» ИСХОДНЫЙ ТЕКСТ:
E-mail: [email protected]
For citation: Osovskii, O.E. "Close up with Trimalchio: M.M. Bakhtin, James Joyce and Henry Millef'. Literaturovedcheskii zhurnal, no. 4(54), 2021, pp. 179-193. (In Russ.) DOI: 10.31249/litzhur/2021.54.11
Проблема «Бахтин и эксперименты западной литературы ХХ столетия» является одной из важнейших для понимания того, насколько бахтинская теория приемлема для анализа самых разнообразных проявлений литературного сознания минувшего века. С одной стороны, появление второго издания книги о Достоевском (1963) и монографии о Рабле (1965), стремительно переведенных на основные европейские языки, давала исследователям необходимые инструменты для нового прочтения и интерпретации важнейших явлений современной словесности. С другой - почти полное отсутствие в известных к тому моменту текстах М.М. Бахтина крупнейших фигур западного модернизма позволяло противникам
«бахтинской универсальности» обвинять его последователей в отсутствии историзма, следовании моде и т.п. [подробнее см.: 13].
Следует отметить, что восприятие Бахтина как архаизированного защитника реалистического канона и деятельного сторонника всякой критики модернистского новаторства вполне благополучно сохраняется и в начале 2000-х, примером чего может служить известная статья К. Кларк. Казалось бы, соавтор лучшей на сегодняшний день биографии Бахтина должен был избавиться от стереотипов 1960-1970-х годов уже с появлением пятого тома бахтинского собрания сочинений. Этого, однако, не происходит, и в рассуждениях К. Кларк о взаимоотношениях Бахтина и немецкоязычной интеллектуальной эмиграции 1930-х, противопоставление его В. Беньямину идет как раз по линии модернизм - антимодернизм. «Хотя Бахтин и не участвовал в знаменитых спорах об экспрессионизме, которые разворачивались на страницах "Das Wort" с сентября 1937 до июля 1938 и объединили Брехта, Эрнста Блоха, Ганса Эйслера и других против Лукача и большинства находившихся в Москве антифашистов, он, несомненно, был бы в антиэкспрессионистском (антимодернистском) лагере и, с этой точки зрения, антагонистом Беньямина» [17, р. 269].

» ЗАПИСАННЫЕ СВЕДЕНИЯ:
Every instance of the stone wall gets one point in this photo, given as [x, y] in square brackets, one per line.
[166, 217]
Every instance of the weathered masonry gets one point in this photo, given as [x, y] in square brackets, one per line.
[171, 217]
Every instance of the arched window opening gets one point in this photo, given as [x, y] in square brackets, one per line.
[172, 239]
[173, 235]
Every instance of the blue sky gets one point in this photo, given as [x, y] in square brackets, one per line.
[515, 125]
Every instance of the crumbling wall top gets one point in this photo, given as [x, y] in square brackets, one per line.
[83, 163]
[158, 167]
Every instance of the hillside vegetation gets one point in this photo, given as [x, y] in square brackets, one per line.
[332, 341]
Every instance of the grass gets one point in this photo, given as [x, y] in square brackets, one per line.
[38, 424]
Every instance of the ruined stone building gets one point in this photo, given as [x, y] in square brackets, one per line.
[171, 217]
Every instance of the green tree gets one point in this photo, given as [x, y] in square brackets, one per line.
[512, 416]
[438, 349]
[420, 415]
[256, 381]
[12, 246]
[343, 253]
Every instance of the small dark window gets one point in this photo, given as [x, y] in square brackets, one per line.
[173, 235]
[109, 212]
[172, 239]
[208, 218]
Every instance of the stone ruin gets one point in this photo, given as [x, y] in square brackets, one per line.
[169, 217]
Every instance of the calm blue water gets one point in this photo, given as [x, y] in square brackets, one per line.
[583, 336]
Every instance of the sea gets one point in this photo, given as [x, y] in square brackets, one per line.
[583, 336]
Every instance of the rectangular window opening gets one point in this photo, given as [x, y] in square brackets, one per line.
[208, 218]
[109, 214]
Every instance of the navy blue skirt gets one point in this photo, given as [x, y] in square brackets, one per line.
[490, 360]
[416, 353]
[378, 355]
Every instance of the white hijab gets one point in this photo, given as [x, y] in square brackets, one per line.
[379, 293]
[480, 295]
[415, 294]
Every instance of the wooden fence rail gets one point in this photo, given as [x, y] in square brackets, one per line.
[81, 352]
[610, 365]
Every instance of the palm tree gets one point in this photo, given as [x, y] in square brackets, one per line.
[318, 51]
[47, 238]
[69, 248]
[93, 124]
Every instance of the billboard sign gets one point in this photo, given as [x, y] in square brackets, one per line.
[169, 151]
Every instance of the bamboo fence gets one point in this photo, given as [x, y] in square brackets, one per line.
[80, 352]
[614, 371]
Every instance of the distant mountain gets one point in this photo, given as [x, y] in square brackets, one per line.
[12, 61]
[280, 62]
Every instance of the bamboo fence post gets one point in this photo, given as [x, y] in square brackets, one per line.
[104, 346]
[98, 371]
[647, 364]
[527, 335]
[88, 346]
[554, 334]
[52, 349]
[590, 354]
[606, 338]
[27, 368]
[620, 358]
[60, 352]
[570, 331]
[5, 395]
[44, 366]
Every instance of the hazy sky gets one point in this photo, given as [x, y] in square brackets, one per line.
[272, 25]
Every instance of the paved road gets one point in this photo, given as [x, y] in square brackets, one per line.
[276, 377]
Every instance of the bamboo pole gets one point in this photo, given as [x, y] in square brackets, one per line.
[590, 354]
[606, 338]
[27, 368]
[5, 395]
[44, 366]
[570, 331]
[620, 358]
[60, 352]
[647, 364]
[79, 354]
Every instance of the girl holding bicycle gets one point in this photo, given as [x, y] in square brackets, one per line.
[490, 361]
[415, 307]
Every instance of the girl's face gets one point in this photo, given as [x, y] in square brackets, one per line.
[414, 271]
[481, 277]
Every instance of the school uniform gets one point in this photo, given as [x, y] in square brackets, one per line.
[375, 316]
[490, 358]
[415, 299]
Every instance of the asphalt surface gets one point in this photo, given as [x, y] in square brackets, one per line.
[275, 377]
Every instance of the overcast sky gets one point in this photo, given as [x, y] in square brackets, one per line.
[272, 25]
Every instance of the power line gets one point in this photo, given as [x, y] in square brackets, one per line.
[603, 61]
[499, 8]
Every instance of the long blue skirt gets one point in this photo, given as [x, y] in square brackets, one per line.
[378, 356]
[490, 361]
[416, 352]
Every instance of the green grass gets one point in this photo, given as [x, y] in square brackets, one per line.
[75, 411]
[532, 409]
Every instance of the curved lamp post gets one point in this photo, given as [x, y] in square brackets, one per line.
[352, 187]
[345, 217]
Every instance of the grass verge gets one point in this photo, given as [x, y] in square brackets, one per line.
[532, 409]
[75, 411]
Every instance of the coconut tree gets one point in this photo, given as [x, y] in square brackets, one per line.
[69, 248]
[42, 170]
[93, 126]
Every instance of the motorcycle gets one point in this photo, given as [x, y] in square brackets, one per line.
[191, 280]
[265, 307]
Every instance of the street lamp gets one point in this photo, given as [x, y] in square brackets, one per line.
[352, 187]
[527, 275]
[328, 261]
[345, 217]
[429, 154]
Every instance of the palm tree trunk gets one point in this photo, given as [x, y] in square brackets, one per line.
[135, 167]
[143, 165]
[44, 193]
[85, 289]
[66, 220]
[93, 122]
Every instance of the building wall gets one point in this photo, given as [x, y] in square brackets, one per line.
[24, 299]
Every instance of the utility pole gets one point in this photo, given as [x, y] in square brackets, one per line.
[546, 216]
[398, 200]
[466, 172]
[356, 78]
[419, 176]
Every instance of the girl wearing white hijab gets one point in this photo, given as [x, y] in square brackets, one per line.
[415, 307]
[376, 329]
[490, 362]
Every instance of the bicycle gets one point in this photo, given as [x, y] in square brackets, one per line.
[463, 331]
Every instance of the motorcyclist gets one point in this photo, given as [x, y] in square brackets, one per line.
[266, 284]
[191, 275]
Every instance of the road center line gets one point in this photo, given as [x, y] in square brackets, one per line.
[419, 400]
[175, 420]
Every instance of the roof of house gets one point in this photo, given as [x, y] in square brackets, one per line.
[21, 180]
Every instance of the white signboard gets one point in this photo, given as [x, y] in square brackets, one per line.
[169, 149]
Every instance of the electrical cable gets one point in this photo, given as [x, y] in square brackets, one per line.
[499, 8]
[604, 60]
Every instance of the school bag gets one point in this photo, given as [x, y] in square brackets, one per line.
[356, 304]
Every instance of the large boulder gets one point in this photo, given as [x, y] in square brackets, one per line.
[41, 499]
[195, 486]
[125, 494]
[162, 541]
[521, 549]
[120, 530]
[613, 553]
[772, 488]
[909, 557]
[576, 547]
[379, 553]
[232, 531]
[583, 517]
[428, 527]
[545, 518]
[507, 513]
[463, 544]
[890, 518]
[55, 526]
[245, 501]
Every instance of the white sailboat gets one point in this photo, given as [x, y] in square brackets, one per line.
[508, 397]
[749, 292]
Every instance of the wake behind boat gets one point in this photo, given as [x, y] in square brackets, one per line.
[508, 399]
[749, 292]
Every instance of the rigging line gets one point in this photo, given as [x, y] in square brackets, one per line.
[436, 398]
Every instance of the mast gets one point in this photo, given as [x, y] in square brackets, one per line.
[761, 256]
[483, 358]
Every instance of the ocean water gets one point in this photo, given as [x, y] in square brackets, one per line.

» ПОСТАВЛЕННАЯ ЗАДАЧА: Напишите продолжение исходного текста о Бахтине и западном модернизме, начав сразу после его последнего предложения.

» ПИСЬМЕННЫЙ ОТВЕТ:
Не вступая в полемику с исследовательницей по поводу явно упрощенной трактовки восприятия Бахтиным не только позиции Д. Лукача и его оппонентов, но и бахтинского отношения к западным литературным экспериментам и их теоретико-литературному осмыслению в советской России [подробнее см.: 20], укажем на гораздо большую встроенность Бахтина в современный ему литературный процесс, о чем свидетельствуют и воспоминания современников, и бахтинские пометы, в частности, на принадлежавших ему номерах журнала «Иностранная литература» [см.: 7]. Одним из примеров прямого проговаривания мыслителем своего понимания современной словесности могут служить его «Лекции по русской литературе», известные в записи Р.М. Миркиной [3, т. 3, с. 213-410]. Не менее поразительно и совпадение двух публикаций: выхода в один год «Проблем творчества Достоевского» с формулируемой здесь теорией полифонического романа и «Шума и ярости» У. Фолкнера, ярчайшего примера полифонизма в литературе ХХ в. [подробнее см.: 14].
В нашей статье мы рассматриваем творчество двух писателей - Джеймса Джойса и Генри Миллера, проза которых не только оказала огромное воздействие на литературное сознание XX - начало XXI в., но и в значительной степени отразила важнейшие тенденции в новом изображении мира и человека, внешней оболочки и внутреннего содержания повседневного бытия, воплотила неразрывную связь современного смеха и «черного юмора» с той самой смеховой традицией, о которой много и подробно писал Бахтин.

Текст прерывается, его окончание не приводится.